» **Tâche écrite 1**: Recopiez intégralement, sans rien modifier, le texte ci-dessous sur les graveurs et leurs sources d'inspiration.

» **Texte à lire**:
****
La première, «Le rapt / La jeune fille et la mort» de Hans Makart s’inspire de la pièce musicale du même nom du compositeur Franz Schubert. À l’encre grattée, le réalisme du drapé et l’éclat terne du décor rendent la fin de la jeune fille aux griffes de la mort d’autant plus terrifiante. Le spectateur hésite entre l’interprétation d’un cauchemar dans lequel la mort triomphe ou la soumission tranquille d’une pure et innocente jeune fille laissée à son destin.
Les sources d’inspiration des artistes sont multiples: «Le paradis perdu» de John Milton, «Les contes de Canterbury» de Geoffrey Chaucer, «La divine comédie» de Dante, de même que plusieurs récits bibliques ayant attisé l’imagination des graveurs. Gargouilles et anges rebelles se partagent la vedette dans des scénarios brumeux ou des portraits effroyables. Sur fond pourpre, les paysages sont inquiétants, les figures, mystérieuses, voire terrifiantes. Certaines silhouettes ou créatures évoquent l’esthétique et l’iconographie du Moyen Âge tout en préservant une modernité déstabilisante.
****
» **Tâche écrite 2**: Dans les enregistrements ci-dessous, combien de lignes contiennent la chaîne « cabinet » ? La casse compte ; donnez seulement le nombre.

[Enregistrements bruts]
****
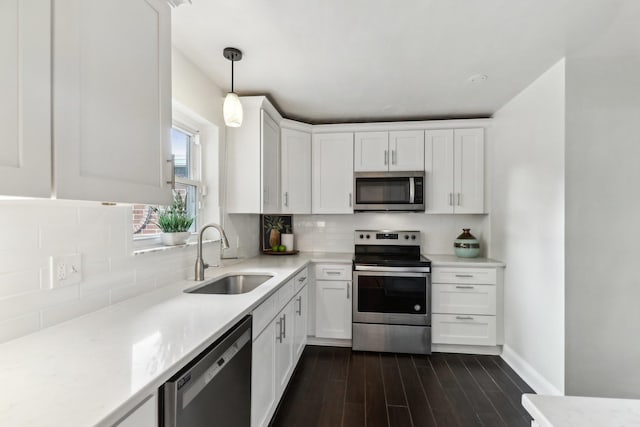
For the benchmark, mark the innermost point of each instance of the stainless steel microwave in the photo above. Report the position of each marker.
(388, 191)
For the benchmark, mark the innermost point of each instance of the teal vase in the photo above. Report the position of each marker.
(466, 245)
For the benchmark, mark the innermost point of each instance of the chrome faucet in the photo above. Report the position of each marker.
(200, 264)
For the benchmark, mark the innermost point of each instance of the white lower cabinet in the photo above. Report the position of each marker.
(466, 306)
(277, 347)
(145, 415)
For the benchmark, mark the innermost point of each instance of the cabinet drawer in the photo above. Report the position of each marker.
(463, 329)
(333, 271)
(263, 314)
(463, 299)
(285, 293)
(464, 275)
(301, 279)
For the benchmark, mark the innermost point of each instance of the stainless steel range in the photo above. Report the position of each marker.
(391, 293)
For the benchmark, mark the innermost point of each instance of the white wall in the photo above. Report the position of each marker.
(34, 230)
(527, 226)
(334, 233)
(603, 209)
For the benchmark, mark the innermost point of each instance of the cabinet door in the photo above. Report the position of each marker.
(284, 347)
(469, 171)
(270, 165)
(406, 150)
(25, 104)
(112, 103)
(296, 172)
(263, 377)
(145, 415)
(371, 152)
(333, 309)
(332, 178)
(300, 325)
(439, 171)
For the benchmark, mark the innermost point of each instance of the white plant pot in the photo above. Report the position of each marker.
(287, 240)
(172, 239)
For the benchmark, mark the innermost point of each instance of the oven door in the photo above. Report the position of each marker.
(392, 297)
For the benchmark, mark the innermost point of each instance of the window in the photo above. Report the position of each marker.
(185, 148)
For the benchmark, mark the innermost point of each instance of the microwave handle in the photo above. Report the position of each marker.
(412, 190)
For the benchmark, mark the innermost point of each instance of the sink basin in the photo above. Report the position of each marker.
(231, 284)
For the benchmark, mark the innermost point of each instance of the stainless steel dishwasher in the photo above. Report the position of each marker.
(215, 388)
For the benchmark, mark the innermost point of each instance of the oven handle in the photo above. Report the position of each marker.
(412, 190)
(393, 269)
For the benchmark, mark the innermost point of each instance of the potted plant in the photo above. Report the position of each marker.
(273, 225)
(174, 221)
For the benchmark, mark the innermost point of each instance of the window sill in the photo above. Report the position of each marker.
(147, 246)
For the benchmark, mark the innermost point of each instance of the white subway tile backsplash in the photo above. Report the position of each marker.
(18, 283)
(32, 231)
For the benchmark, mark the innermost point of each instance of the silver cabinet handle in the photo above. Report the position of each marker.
(284, 326)
(172, 181)
(279, 337)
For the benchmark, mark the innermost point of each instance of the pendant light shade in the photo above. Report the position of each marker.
(232, 108)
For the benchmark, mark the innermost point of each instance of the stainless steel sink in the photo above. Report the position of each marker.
(231, 284)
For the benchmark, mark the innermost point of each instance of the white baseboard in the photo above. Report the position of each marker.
(328, 342)
(466, 349)
(532, 377)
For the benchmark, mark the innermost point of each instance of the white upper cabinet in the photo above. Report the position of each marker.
(112, 100)
(406, 150)
(253, 159)
(454, 170)
(468, 183)
(389, 151)
(25, 103)
(371, 151)
(296, 171)
(332, 179)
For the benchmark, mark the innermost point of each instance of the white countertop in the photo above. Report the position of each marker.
(94, 369)
(441, 260)
(573, 411)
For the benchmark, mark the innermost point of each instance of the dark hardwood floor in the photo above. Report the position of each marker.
(335, 386)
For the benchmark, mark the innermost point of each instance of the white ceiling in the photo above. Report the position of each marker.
(327, 61)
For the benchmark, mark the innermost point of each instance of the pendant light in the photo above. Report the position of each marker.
(232, 108)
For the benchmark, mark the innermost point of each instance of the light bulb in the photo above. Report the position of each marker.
(232, 110)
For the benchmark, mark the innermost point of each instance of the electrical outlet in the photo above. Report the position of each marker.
(65, 270)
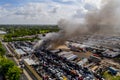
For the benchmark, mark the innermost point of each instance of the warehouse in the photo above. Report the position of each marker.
(111, 54)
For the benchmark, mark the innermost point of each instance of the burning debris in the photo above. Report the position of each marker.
(101, 21)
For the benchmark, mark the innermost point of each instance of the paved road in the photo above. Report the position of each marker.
(24, 76)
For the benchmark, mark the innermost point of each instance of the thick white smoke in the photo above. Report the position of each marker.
(103, 21)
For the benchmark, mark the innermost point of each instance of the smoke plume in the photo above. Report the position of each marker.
(102, 21)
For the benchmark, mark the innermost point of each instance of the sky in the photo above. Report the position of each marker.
(44, 11)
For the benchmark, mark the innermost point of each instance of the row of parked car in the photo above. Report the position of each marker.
(51, 66)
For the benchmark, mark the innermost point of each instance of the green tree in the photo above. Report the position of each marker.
(5, 65)
(13, 73)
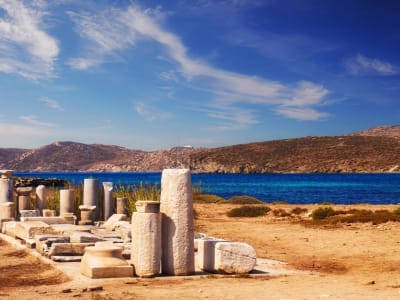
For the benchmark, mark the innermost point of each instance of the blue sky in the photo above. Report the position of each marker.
(157, 74)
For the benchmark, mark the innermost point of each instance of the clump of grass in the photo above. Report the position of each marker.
(248, 211)
(298, 210)
(280, 212)
(207, 198)
(322, 213)
(243, 200)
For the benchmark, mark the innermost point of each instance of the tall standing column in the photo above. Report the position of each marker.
(67, 201)
(108, 199)
(177, 222)
(146, 238)
(90, 194)
(6, 186)
(41, 198)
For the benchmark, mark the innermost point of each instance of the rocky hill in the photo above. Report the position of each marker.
(373, 150)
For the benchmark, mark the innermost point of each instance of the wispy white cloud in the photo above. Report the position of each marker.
(33, 120)
(115, 29)
(365, 65)
(150, 113)
(51, 103)
(25, 48)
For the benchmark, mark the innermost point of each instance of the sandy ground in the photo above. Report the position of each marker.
(353, 261)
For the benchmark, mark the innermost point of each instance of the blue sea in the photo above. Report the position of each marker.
(291, 188)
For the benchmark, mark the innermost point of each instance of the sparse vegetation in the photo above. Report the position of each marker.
(247, 211)
(243, 200)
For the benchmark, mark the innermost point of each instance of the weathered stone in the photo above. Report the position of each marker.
****
» **Corrigé de l'exercice 1**:
La première, «Le rapt / La jeune fille et la mort» de Hans Makart s’inspire de la pièce musicale du même nom du compositeur Franz Schubert. À l’encre grattée, le réalisme du drapé et l’éclat terne du décor rendent la fin de la jeune fille aux griffes de la mort d’autant plus terrifiante. Le spectateur hésite entre l’interprétation d’un cauchemar dans lequel la mort triomphe ou la soumission tranquille d’une pure et innocente jeune fille laissée à son destin.
Les sources d’inspiration des artistes sont multiples: «Le paradis perdu» de John Milton, «Les contes de Canterbury» de Geoffrey Chaucer, «La divine comédie» de Dante, de même que plusieurs récits bibliques ayant attisé l’imagination des graveurs. Gargouilles et anges rebelles se partagent la vedette dans des scénarios brumeux ou des portraits effroyables. Sur fond pourpre, les paysages sont inquiétants, les figures, mystérieuses, voire terrifiantes. Certaines silhouettes ou créatures évoquent l’esthétique et l’iconographie du Moyen Âge tout en préservant une modernité déstabilisante.

» **Corrigé de l'exercice 2**: 5